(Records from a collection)
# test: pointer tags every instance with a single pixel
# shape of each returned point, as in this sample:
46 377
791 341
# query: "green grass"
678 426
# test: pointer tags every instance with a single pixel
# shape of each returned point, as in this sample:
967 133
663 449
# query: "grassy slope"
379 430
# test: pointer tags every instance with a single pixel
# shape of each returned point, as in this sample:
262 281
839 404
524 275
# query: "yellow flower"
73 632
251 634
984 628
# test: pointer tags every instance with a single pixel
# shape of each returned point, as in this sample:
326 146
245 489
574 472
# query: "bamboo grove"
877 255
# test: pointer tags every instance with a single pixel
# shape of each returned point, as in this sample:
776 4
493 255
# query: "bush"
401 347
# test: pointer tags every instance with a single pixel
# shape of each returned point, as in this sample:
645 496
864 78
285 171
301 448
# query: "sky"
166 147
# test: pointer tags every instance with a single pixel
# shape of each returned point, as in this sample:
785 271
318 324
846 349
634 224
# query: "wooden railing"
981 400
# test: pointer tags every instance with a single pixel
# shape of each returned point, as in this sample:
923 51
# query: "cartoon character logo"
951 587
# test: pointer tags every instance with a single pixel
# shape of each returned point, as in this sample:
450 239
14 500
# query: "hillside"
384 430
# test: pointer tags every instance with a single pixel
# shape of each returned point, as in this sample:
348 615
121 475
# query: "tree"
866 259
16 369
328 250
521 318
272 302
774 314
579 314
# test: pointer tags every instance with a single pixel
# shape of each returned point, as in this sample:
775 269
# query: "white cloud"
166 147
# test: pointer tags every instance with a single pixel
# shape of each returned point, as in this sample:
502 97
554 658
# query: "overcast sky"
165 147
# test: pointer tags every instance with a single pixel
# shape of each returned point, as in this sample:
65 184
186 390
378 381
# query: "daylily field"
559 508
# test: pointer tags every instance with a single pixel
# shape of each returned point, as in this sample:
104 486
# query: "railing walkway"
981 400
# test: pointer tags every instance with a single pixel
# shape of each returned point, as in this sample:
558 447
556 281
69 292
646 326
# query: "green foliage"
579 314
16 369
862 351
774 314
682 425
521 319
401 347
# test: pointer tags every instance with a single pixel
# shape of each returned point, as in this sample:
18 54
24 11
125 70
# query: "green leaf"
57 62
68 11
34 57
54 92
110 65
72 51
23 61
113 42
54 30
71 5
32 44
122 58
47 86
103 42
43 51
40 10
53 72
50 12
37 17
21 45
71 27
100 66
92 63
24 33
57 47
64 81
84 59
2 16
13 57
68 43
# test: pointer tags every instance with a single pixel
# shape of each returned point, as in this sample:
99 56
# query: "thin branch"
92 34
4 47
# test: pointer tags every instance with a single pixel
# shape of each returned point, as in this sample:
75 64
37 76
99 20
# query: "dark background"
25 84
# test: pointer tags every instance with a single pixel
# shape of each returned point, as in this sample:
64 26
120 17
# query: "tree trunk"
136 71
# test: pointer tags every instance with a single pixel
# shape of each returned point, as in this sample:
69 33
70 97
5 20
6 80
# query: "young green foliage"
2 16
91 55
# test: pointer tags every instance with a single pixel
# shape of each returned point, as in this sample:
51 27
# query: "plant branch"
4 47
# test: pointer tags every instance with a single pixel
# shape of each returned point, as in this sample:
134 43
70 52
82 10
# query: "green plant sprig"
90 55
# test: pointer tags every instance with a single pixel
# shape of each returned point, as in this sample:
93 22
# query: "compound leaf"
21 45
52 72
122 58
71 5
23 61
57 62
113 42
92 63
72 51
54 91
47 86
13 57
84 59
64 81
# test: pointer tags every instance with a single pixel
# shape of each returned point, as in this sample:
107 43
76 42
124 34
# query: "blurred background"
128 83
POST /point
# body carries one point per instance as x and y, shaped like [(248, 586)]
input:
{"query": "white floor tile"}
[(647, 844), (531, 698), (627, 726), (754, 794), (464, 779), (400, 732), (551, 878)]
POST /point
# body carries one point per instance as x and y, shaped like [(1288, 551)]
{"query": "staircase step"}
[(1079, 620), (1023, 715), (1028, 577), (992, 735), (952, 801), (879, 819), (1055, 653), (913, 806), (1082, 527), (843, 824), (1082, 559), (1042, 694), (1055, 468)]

Requirement
Give back the whole listing, word for word.

Problem solution
# test: pointer tags every instance with a single pixel
# shape of each returned point, as in this sample:
46 377
791 341
# query: "green grass"
678 426
# test: pointer tags every instance with a single pixel
# shape of each returned point, as in this sample:
967 133
663 449
# query: "grassy slope"
379 430
# test: pointer tags every instance with a single pixel
# shape of each returned point, as in this sample:
262 281
839 404
524 275
# query: "yellow flower"
73 632
251 634
984 628
# test: pointer tags every instance with a single pixel
# shape of each returned point, as in this sample:
326 146
245 489
574 472
# query: "bamboo grove"
877 255
# test: pointer tags every instance with a single pixel
# shape of each returned point, as in this sample:
776 4
493 255
# query: "bush"
401 347
# test: pointer tags every instance with a single pixel
# shape of each returned point, as in this sample:
645 496
864 78
285 171
301 448
# query: "sky"
166 147
# test: pointer tags every instance with a single pixel
# shape of each returned point, as in this sample:
785 271
318 324
846 349
634 224
# query: "wooden railing"
981 400
# test: pointer tags every instance with a single pixel
# shape of each returned point, as in this sample:
923 51
# query: "cartoon character logo"
951 587
# test: pointer tags every instance with a single pixel
# shape of each returned point, as in this sample:
450 239
14 500
# query: "hillside"
384 430
# test: pointer tags every instance with a single pixel
# shape of each returned point, as in this sample:
348 615
121 475
# query: "tree"
866 259
16 369
328 250
521 318
272 302
774 314
579 314
# test: pointer tags every instance with a single pixel
# shape of each returned point, as in this sample:
775 269
# query: "white cloud"
166 147
# test: pointer tags every instance with a single pixel
# shape of each returned point, as in this sample:
502 97
554 658
# query: "overcast sky"
165 147
# test: pointer tags every instance with a single pixel
# shape of each returned point, as in this sample:
65 184
186 390
378 381
# query: "daylily field"
559 508
# test: pointer tags every instance with a single pixel
# shape of each returned point, as in this sample:
104 486
# query: "railing walkway"
981 400
# test: pointer tags every instance with a single pixel
# shape of each returned point, as in this sample:
558 447
556 281
69 292
646 326
# query: "green foliage"
579 314
16 369
862 351
774 314
682 425
521 319
401 347
# test: pointer tags every instance with a single pixel
# shape of each returned point, as in this sample:
18 54
24 11
125 70
# query: "green leaf"
57 62
68 11
34 57
54 92
110 65
72 51
23 61
113 42
54 30
71 5
32 44
122 58
47 86
103 42
43 51
40 10
53 72
50 12
37 17
21 45
71 27
100 66
92 63
24 33
57 47
64 81
84 59
2 16
13 57
68 43
# test: pointer tags every instance with a single pixel
# shape of each returned point, as in this sample:
99 56
# query: "thin branch"
92 34
4 47
# test: pointer tags every instance with a single pixel
# shape of each returned point, as in this sample:
75 64
37 76
99 20
# query: "dark background"
25 84
# test: pointer tags every instance with a single pixel
# shape of each returned point, as in this sample:
64 26
120 17
# query: "tree trunk"
136 71
# test: pointer tags every instance with a single pixel
# shape of each returned point, as in this sample:
69 33
70 97
5 20
6 80
# query: "young green foliage"
2 16
91 55
# test: pointer tags every instance with a single pixel
# shape of each returned point, as in this sample:
51 27
# query: "plant branch"
4 47
# test: pointer tags every instance with a single pixel
# shape of each returned point, as in this sample:
134 43
70 52
82 10
# query: "green plant sprig"
90 55
# test: pointer tags every instance with a single pixel
# shape of each returned point, as in this sample:
93 22
# query: "compound leaf"
21 45
52 72
122 58
71 5
23 61
57 62
113 42
92 63
72 51
54 91
47 86
13 57
84 59
64 81
# test: pointer tags every instance with a single pixel
# shape of each returned point, as in this sample:
107 43
76 42
124 34
# query: "blurred background"
128 83
POST /point
# body carries one point per instance as x and y, shaped like [(248, 586)]
input:
{"query": "white floor tile"}
[(647, 844), (531, 698), (627, 726), (754, 794), (464, 779), (400, 732), (551, 878)]
POST /point
# body carries one point per instance as x and y, shaped like [(1288, 551)]
{"query": "staircase step"}
[(1079, 620), (1023, 715), (1028, 577), (992, 735), (952, 801), (879, 819), (1055, 653), (913, 806), (1082, 527), (843, 824), (1082, 559), (1042, 694), (1055, 468)]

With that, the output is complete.